- _AIM OF THE TASK_
Leave out the pictures and transcribe the rest of the records exactly.

• • • • • • •

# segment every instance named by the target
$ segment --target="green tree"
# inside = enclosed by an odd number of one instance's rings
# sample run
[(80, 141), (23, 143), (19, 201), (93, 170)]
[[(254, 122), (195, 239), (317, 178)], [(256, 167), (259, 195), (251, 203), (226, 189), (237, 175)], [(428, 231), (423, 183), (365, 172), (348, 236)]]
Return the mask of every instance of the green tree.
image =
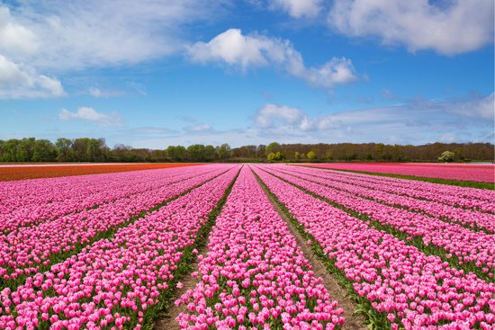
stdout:
[(265, 148), (265, 153), (268, 155), (271, 152), (276, 153), (280, 151), (280, 144), (278, 142), (272, 142)]
[(204, 147), (204, 160), (213, 160), (216, 158), (215, 147), (212, 145), (208, 145)]
[(55, 142), (57, 150), (57, 160), (58, 162), (68, 162), (72, 160), (72, 140), (66, 138), (57, 138)]
[(230, 156), (230, 146), (224, 143), (220, 147), (217, 147), (217, 155), (220, 159), (227, 159)]
[(314, 153), (314, 151), (310, 151), (306, 156), (308, 157), (309, 160), (315, 160), (316, 159), (316, 154)]
[(183, 161), (187, 158), (187, 150), (183, 146), (169, 146), (166, 148), (166, 156), (176, 161)]
[(33, 162), (54, 162), (57, 160), (55, 146), (48, 139), (39, 139), (34, 143), (32, 150)]
[(206, 160), (206, 148), (204, 145), (191, 145), (187, 147), (187, 155), (194, 162), (204, 162)]
[(452, 151), (444, 151), (442, 155), (438, 157), (439, 162), (444, 163), (452, 163), (454, 162), (454, 159), (455, 158), (455, 154)]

• • • • • • •

- _FINISHED ANSWER_
# segment every instance named by the target
$ segment --target="green tree"
# inside = enclosed by an odd number of one instance's rings
# sample run
[(80, 141), (23, 143), (19, 201), (93, 170)]
[[(254, 122), (195, 239), (317, 178)], [(256, 167), (259, 195), (251, 203), (226, 189), (237, 175)], [(428, 231), (423, 183), (365, 172), (348, 236)]]
Return the mask of every instance of the green tree.
image =
stdout:
[(265, 148), (265, 153), (268, 155), (271, 152), (276, 153), (280, 151), (280, 144), (278, 142), (272, 142)]
[(204, 147), (204, 160), (213, 160), (216, 158), (215, 147), (212, 145), (208, 145)]
[(55, 142), (57, 150), (57, 160), (58, 162), (68, 162), (72, 160), (72, 140), (66, 138), (57, 138)]
[(230, 156), (230, 146), (224, 143), (220, 147), (217, 147), (217, 155), (220, 159), (227, 159)]
[(314, 153), (314, 151), (310, 151), (306, 156), (308, 157), (309, 160), (315, 160), (316, 159), (316, 154)]
[(183, 161), (187, 158), (187, 150), (183, 146), (169, 146), (166, 148), (166, 156), (176, 161)]
[(33, 162), (54, 162), (57, 160), (55, 146), (48, 139), (39, 139), (34, 143), (32, 150)]
[(206, 160), (206, 148), (204, 145), (191, 145), (187, 147), (187, 155), (194, 162), (204, 162)]
[(452, 151), (444, 151), (442, 155), (438, 157), (439, 162), (444, 163), (452, 163), (454, 162), (454, 159), (455, 158), (455, 154)]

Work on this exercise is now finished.